• 原文
^^^^

|
SC08 上有一篇 University of California at Berkeley 的 "Benchmarking GPUs to Tune Dense Linear Algebra" 论文,其中的不少内容看来都是相当有趣,摘录如下:
对于 NV50 的 Strip Mining 向量执行方式,文章有这样的看法:
"Partitioning of long vectors into warps by the GPU environment corresponds to strip mining into independent instruction streams. This is an alternative to the more traditional strip mining into independent instructions in the same instruction stream. For example, an operation on a 512-element vector on a machine with VL = 32 is traditionally performed as 16 independent vector instructions. The GPU allows (but not requires) distributing these 16 independent instructions across 16 instruction streams. This is done to improve performance in branching — associating an individual program counter with a short subset of a longvector allows skipping branches not taken by this subset rather than masking them off.
However, strip mining into independent instruction streams is expensive as it requires replicating register data across all instruction streams in the thread. For example, a program operating on 512-element vectors consumes 2KB of register file per every pointer, temporary value or scalar value defined in the scalar thread as a 32-bit register variable.
Another associated overhead is the partitioning of the register data into private register spaces associated with different instruction streams in the thread. Accessing the data residing in the register space of another warp requires staging it via the local store, which incurs costs.
Note that the number of independent instructions supplied by a program does not depend on the kind of strip mining used.
Whether independent instructions come in the same or different streams, they hide memory and pipeline latencies. "
在 "Kernel Launch Overhead" 方面,文章作者测试结果如下:
"The minimum time to asynchronously invoke a GPU kernel using either the low-level or the high-level CUDA API was 3–7 μs across a variety of systems equipped with different GPUs, operating systems and CUDA versions. This was measured by asynchronously invoking the same kernel a very large number of times and synchronizing once at the end. The program used was the simplest possible, such as copying one word from one location in the GPU memory to another. This ensures that the program runtime does not contribute substantially to the overall time. The time increases to 10–14 μs when synchronizing at each kernel invocation. This shows the expense of synchronization.

^^^^

• 部分条目
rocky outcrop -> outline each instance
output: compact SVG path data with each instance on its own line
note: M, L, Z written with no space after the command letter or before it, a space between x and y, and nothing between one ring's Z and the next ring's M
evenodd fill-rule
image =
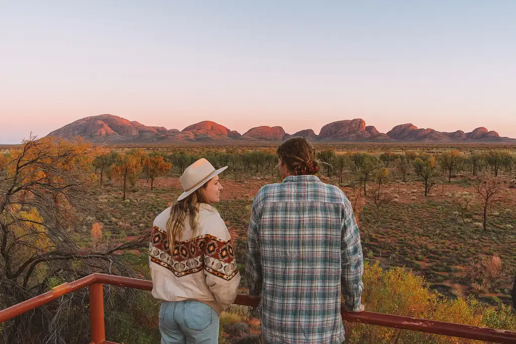
M159 133L159 134L162 134L164 135L166 135L169 133L168 129L165 128L164 126L153 126L152 127L155 129L156 131ZM178 132L179 132L179 130L178 130Z
M480 127L474 129L471 133L466 134L468 139L471 140L493 139L500 137L500 135L494 130L490 132L484 127Z
M289 138L292 137L303 137L310 141L315 141L319 138L318 135L314 133L314 130L311 129L305 129L301 130L297 133L289 135Z
M365 130L365 122L360 118L337 121L326 124L321 128L319 133L319 137L321 139L357 136L364 136L364 138L369 137L369 133Z
M92 138L117 135L134 136L138 134L136 127L125 119L111 114L101 114L77 120L54 130L47 136L66 138L75 136Z
M136 121L132 121L131 124L138 130L138 134L145 134L146 133L157 134L158 133L158 131L153 127L143 125L140 122L136 122Z
M452 133L450 135L450 137L454 140L465 140L467 138L466 133L461 130L458 130L455 133Z
M257 140L282 141L285 138L285 130L280 126L270 127L266 125L251 128L242 136L252 137Z
M281 141L291 137L304 137L311 141L407 141L430 142L458 141L491 141L515 142L516 140L500 137L495 131L484 127L471 133L458 130L452 133L420 128L411 123L400 124L386 134L380 133L373 125L366 126L361 119L338 121L322 127L318 135L311 129L300 130L290 135L280 126L262 126L252 128L243 135L223 125L211 121L189 125L180 132L163 126L149 126L136 121L130 121L111 114L101 114L78 120L55 130L47 136L69 138L82 136L93 141L117 142L166 141L227 141L238 139Z
M413 132L417 130L417 127L412 123L400 124L387 132L387 136L393 140L405 140Z
M234 133L236 133L235 132L232 133L231 130L223 125L221 125L218 123L216 123L215 122L212 122L211 121L203 121L195 124L189 125L181 130L181 132L185 133L190 131L194 132L201 132L208 135L214 136L222 135L223 136L227 136L228 137L229 137L230 136L235 135L235 134ZM236 134L238 133L237 133Z

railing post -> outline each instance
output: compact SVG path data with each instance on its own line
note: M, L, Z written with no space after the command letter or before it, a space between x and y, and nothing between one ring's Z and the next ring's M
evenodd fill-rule
M94 283L90 292L90 332L91 344L102 344L106 340L104 323L104 292L103 285Z

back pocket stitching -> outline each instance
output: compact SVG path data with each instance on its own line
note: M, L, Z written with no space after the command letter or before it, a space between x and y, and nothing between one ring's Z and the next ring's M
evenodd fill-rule
M184 321L185 322L185 326L186 326L188 329L191 330L192 331L197 331L198 332L200 332L203 331L205 330L206 330L206 329L207 329L208 327L213 323L213 310L212 309L212 307L210 307L209 306L208 306L207 305L205 305L205 304L204 304L202 302L200 302L199 301L189 301L189 302L186 302L185 301L185 304L186 303L201 303L201 304L202 304L203 305L206 305L208 308L209 308L210 310L211 310L211 312L209 313L209 322L208 323L208 324L205 326L204 326L202 329L201 329L200 330L199 330L199 329L194 329L194 327L190 327L188 325L188 324L187 324L187 322L186 322L186 307L183 307L183 319L184 319Z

^^^^

• 任务说明
a) 根据原文，在多种系统上异步调用 GPU 内核的最短耗时是多少？
b) 请把这些条目从开头起、到包含“M413 132L417 130L417”的那一行为止（首尾两行都算在内）逐行写成 JSON 字符串列表，每行对应一个字符串，空行略去，图片不要放进答案。
这些条目与原文没有任何关联。

• 各题解答
a) 3–7 微秒。

b)
[
  "rocky outcrop -> outline each instance",
  "output: compact SVG path data with each instance on its own line",
  "note: M, L, Z written with no space after the command letter or before it, a space between x and y, and nothing between one ring's Z and the next ring's M",
  "evenodd fill-rule",
  "image =",
  "M159 133L159 134L162 134L164 135L166 135L169 133L168 129L165 128L164 126L153 126L152 127L155 129L156 131ZM178 132L179 132L179 130L178 130Z",
  "M480 127L474 129L471 133L466 134L468 139L471 140L493 139L500 137L500 135L494 130L490 132L484 127Z",
  "M289 138L292 137L303 137L310 141L315 141L319 138L318 135L314 133L314 130L311 129L305 129L301 130L297 133L289 135Z",
  "M365 130L365 122L360 118L337 121L326 124L321 128L319 133L319 137L321 139L357 136L364 136L364 138L369 137L369 133Z",
  "M92 138L117 135L134 136L138 134L136 127L125 119L111 114L101 114L77 120L54 130L47 136L66 138L75 136Z",
  "M136 121L132 121L131 124L138 130L138 134L145 134L146 133L157 134L158 133L158 131L153 127L143 125L140 122L136 122Z",
  "M452 133L450 135L450 137L454 140L465 140L467 138L466 133L461 130L458 130L455 133Z",
  "M257 140L282 141L285 138L285 130L280 126L270 127L266 125L251 128L242 136L252 137Z",
  "M281 141L291 137L304 137L311 141L407 141L430 142L458 141L491 141L515 142L516 140L500 137L495 131L484 127L471 133L458 130L452 133L420 128L411 123L400 124L386 134L380 133L373 125L366 126L361 119L338 121L322 127L318 135L311 129L300 130L290 135L280 126L262 126L252 128L243 135L223 125L211 121L189 125L180 132L163 126L149 126L136 121L130 121L111 114L101 114L78 120L55 130L47 136L69 138L82 136L93 141L117 142L166 141L227 141L238 139Z",
  "M413 132L417 130L417 127L412 123L400 124L387 132L387 136L393 140L405 140Z"
]